(TAREFA 1):
Responda às perguntas abaixo com base no trecho sobre a saúde no Peru.
(a) Que doenças o trecho atribui à serra?
(b) Qual porcentagem de crianças morre antes de completar um ano em Lima e no Callao?
(c) Quem são os autores do livro, segundo o trecho?
(TAREFA 2): Continue o trecho sobre a saúde no Peru a partir da última frase apresentada.

(TRECHO):
<<<<
Os autores, é claro, mostram-se otimistas em seu esforço e em sua esperança, mas, o método positivo não permite ilusões enganosas na investigação. A verdade da situação de nossa saúde emerge do livro preciso e categórico. As taxas de mortalidade e de doenças são excessivas no Peru, o capital humano permanece quase estacionário. Na costa, malária e tuberculose; na serra, tifo e varíola; na selva, todas as doenças dos trópicos e do pântano, prejudicam a população da república. Não se tem os números exatos da população, mas, o número comumente aceitado demográfico de cinco milhões. A mortalidade infantil é um de seus mais terríveis e trágicos freios, em Lima e no Callao 25% das crianças morrem antes de chegar a um ano de idade, nas pequenas aldeias rurais da costa, o índice de mortalidade é ainda maior, tendo em vista a estatística demográfica do distrito de Pativilca do primeiro semestre do ano em curso, a mortalidade é superior a natalidade.
No prefacio de seu livro, os doutores Urente e Flores Córdova escrevem que “o panorama médico-social nos apresenta em toda sua magnitude e em toda sua gravidade o nosso problema na saúde”, seu estudo não exagera, em nenhum caso, a realidade, talvez, em alguns, a atenua. O que assombra o espirito ao ler este volume – que espero que chegue as mãos de todos os que tão facilmente se equivocam a respeito da hierarquia ou do grau dos problemas nacionais – não é o julgamento, sempre moderado dos autores, mas, os dados nus, a observação objetiva, a constatação crua.
>>>>
Entradas da coleção
<<<<
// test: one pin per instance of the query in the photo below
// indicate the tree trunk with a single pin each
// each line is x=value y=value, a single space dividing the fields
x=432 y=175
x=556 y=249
>>>>
(ESPAÇO DE RESPOSTA 1):
(a) Tifo e varíola.
(b) 25%.
(c) Os doutores Urente e Flores Córdova.

(ESPAÇO DE RESPOSTA 2):
III
O mérito teórico de lidar com o valor científico destes estudos em Geografia Médica e Patologia não são meus, sua estimativa pertence, exclusivamente, aos profissionais, aos competentes, mas, sem invadir outras áreas da crítica, quero ressaltar sua utilidade e sua importância como documento atual e autorizado da “profunda realidade” do Peru. Por outro lado, me parece evidente que os doutores Lorente e Flores Córdova têm feito um trabalho de sistematização e de computação de dados de maneira singular e merecem os méritos por num meio como o nosso, onde os homens estudiosos dificilmente tentam fazer especulações desta magnitude.
O livro dos doutores Lorente e Flores Córdova não se destina unicamente ao âmbito profissional, interessa a todos os alunos, pois, sua leitura é uma viajem por um Peru menos pitoresco e mais real do que outros livros que descrevem ou nos disfarçam.
IV
Os doutores, Lorente e Flores Córdova não se contentam simplesmente em seu livro, a comparar e classificar dados preciosos, eles vão além, solicitam formalmente e com grande empenho, maior atenção à questão do capital humano. “O problema que o Peru exige com maior urgência, é uma solução orgânica e eficaz – escrevem – para a questão da saúde, não apenas porque a cada dia prevalece e se enraíza na consciência de nossa época o conceito de que a defesa da saúde pública é um dever primordial de todo Estado moderno, mas, sobretudo, porque nenhum outro conceito corresponde com maior exatidão às exigências urgentes e prementes da realidade peruana”.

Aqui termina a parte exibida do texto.